Brief:
Only the closing portion of the entries is to be reproduced: the line containing "mark the license" through the very last line, exactly as written.

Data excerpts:
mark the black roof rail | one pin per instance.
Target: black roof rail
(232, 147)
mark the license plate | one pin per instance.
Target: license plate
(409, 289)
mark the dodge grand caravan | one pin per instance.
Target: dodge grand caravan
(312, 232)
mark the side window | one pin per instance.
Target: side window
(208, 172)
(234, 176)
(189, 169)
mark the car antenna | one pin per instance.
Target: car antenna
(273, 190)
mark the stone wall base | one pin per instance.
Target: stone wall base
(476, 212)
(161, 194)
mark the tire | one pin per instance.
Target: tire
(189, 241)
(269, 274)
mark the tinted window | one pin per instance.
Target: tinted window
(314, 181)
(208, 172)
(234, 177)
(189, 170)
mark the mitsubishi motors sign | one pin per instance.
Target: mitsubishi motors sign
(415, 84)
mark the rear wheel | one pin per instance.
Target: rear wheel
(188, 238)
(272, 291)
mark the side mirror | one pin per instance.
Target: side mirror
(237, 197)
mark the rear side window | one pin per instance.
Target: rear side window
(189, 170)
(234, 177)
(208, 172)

Solution for this task:
mark the license plate | one pin per instance.
Target: license plate
(409, 289)
mark the dodge grand caravan | one pin per instance.
Target: dodge grand caravan
(312, 232)
mark the side window | one pin per instance.
Target: side window
(208, 172)
(234, 176)
(189, 169)
mark the car antenna | one pin per instance.
Target: car antenna
(273, 190)
mark the stone wall base | one pin per instance.
Target: stone wall base
(476, 212)
(161, 194)
mark the tire | one pin per instance.
Target: tire
(189, 241)
(269, 274)
mark the tinted window | one pin per instance.
Target: tinted window
(314, 181)
(208, 172)
(234, 177)
(189, 170)
mark the mitsubishi motors sign | one pin per instance.
Target: mitsubishi motors sign
(415, 84)
mark the rear wheel | one pin per instance.
Target: rear wheel
(188, 238)
(272, 291)
mark the side mirror | one pin per instance.
Target: side mirror
(237, 197)
mark the rear side window | one pin per instance.
Target: rear side window
(189, 170)
(234, 177)
(208, 172)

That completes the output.